■ **What to work on**
Print out each record, keeping it identical to the original.

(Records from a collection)
____
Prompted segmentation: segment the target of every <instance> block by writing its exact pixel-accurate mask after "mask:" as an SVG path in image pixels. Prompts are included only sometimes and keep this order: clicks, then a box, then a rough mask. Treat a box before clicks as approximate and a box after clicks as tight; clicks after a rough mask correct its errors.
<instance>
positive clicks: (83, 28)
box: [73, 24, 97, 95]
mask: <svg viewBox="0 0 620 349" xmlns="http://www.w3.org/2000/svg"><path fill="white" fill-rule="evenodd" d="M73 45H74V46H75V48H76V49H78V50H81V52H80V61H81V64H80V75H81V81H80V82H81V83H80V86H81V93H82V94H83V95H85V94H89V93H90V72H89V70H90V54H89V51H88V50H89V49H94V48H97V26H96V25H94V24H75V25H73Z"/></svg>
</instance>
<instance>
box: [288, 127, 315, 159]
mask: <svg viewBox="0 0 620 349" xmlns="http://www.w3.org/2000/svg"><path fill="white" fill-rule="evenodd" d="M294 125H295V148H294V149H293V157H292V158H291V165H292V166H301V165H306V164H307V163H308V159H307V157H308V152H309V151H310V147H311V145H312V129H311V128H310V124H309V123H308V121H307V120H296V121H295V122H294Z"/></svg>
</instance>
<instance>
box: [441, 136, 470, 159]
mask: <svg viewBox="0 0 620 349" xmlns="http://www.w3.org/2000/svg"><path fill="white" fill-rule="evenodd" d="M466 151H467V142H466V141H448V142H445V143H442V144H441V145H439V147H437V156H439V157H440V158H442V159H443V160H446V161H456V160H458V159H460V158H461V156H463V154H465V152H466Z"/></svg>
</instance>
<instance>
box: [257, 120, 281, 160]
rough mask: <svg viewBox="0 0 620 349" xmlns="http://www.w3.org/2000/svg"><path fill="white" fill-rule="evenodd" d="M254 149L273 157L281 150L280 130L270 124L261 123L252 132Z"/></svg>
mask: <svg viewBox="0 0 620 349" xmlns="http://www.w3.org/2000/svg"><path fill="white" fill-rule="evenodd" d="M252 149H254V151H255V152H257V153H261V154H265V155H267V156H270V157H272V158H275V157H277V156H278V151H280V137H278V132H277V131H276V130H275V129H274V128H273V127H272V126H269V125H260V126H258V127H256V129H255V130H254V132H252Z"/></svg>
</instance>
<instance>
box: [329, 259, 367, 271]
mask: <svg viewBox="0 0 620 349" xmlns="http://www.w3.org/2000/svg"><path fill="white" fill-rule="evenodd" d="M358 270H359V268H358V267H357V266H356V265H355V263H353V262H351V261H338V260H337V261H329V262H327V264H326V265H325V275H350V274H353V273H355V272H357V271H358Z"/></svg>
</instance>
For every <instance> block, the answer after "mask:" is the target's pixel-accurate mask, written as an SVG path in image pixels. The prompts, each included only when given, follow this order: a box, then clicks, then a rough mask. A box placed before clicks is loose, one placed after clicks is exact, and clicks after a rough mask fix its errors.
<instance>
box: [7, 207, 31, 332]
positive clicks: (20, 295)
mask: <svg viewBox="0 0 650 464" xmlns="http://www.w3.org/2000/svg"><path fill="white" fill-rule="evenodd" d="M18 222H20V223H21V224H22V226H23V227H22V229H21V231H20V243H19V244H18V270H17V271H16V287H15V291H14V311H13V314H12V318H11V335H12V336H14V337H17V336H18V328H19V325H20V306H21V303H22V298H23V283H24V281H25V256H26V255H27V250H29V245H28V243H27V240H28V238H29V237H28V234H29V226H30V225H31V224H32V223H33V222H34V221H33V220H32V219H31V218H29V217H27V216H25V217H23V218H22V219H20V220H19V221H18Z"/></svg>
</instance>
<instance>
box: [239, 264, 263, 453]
____
■ **Solution for this exercise**
Prompted segmentation: segment the target of every <instance> block by writing its exact pixel-accurate mask after "mask:" as an SVG path in image pixels. Prompts are included only sometimes and keep this order: clicks, then a box, then a rough mask. Treat a box before clicks as approximate and a box after clicks as tight; clicks after a rough mask correct its errors.
<instance>
positive clicks: (83, 28)
box: [73, 24, 97, 95]
mask: <svg viewBox="0 0 620 349" xmlns="http://www.w3.org/2000/svg"><path fill="white" fill-rule="evenodd" d="M73 45H74V46H75V48H76V49H78V50H81V52H80V61H81V64H80V75H81V81H80V82H81V83H80V86H81V93H82V94H83V95H85V94H89V93H90V72H89V70H90V54H89V51H88V50H89V49H94V48H97V26H96V25H94V24H75V25H73Z"/></svg>
</instance>
<instance>
box: [288, 127, 315, 159]
mask: <svg viewBox="0 0 620 349" xmlns="http://www.w3.org/2000/svg"><path fill="white" fill-rule="evenodd" d="M294 125H295V148H294V149H293V157H292V158H291V165H292V166H301V165H306V164H307V163H308V159H307V157H308V152H309V151H310V147H311V145H312V129H311V128H310V124H309V123H308V121H307V120H296V121H295V122H294Z"/></svg>
</instance>
<instance>
box: [441, 136, 470, 159]
mask: <svg viewBox="0 0 620 349" xmlns="http://www.w3.org/2000/svg"><path fill="white" fill-rule="evenodd" d="M466 151H467V142H466V141H448V142H445V143H442V144H441V145H439V147H437V156H439V157H440V158H442V159H443V160H446V161H456V160H458V159H460V158H461V156H463V154H465V152H466Z"/></svg>
</instance>
<instance>
box: [257, 120, 281, 160]
rough mask: <svg viewBox="0 0 620 349" xmlns="http://www.w3.org/2000/svg"><path fill="white" fill-rule="evenodd" d="M254 149L273 157L281 150L280 130L270 124L261 123L252 132Z"/></svg>
mask: <svg viewBox="0 0 620 349" xmlns="http://www.w3.org/2000/svg"><path fill="white" fill-rule="evenodd" d="M252 149H254V151H255V152H257V153H261V154H265V155H267V156H270V157H272V158H275V157H277V156H278V151H280V137H278V132H277V131H276V130H275V129H274V128H273V127H272V126H269V125H260V126H258V127H256V129H255V130H254V132H252Z"/></svg>
</instance>
<instance>
box: [329, 259, 367, 271]
mask: <svg viewBox="0 0 620 349" xmlns="http://www.w3.org/2000/svg"><path fill="white" fill-rule="evenodd" d="M358 270H359V268H358V267H357V266H356V265H355V263H353V262H351V261H338V260H337V261H329V262H327V264H326V265H325V275H350V274H353V273H355V272H357V271H358Z"/></svg>
</instance>
For every <instance> block, the answer after "mask:" is the target's pixel-accurate mask, written as an SVG path in image pixels. The prompts, each included only when given, follow this order: a box, then clicks, then a rough mask. A box placed before clicks is loose, one placed after clicks is exact, and clicks after a rough mask fix its errors.
<instance>
box: [7, 207, 31, 332]
positive clicks: (20, 295)
mask: <svg viewBox="0 0 650 464" xmlns="http://www.w3.org/2000/svg"><path fill="white" fill-rule="evenodd" d="M18 222H20V223H21V224H22V226H23V227H22V229H21V231H20V243H19V244H18V270H17V271H16V287H15V291H14V311H13V314H12V318H11V335H12V336H14V337H17V336H18V328H19V325H20V306H21V303H22V298H23V283H24V281H25V256H26V255H27V250H29V245H28V243H27V240H28V238H29V237H28V234H29V226H30V225H31V224H32V223H33V222H34V221H33V220H32V219H31V218H29V217H27V216H25V217H23V218H22V219H20V220H19V221H18Z"/></svg>
</instance>
<instance>
box: [239, 264, 263, 453]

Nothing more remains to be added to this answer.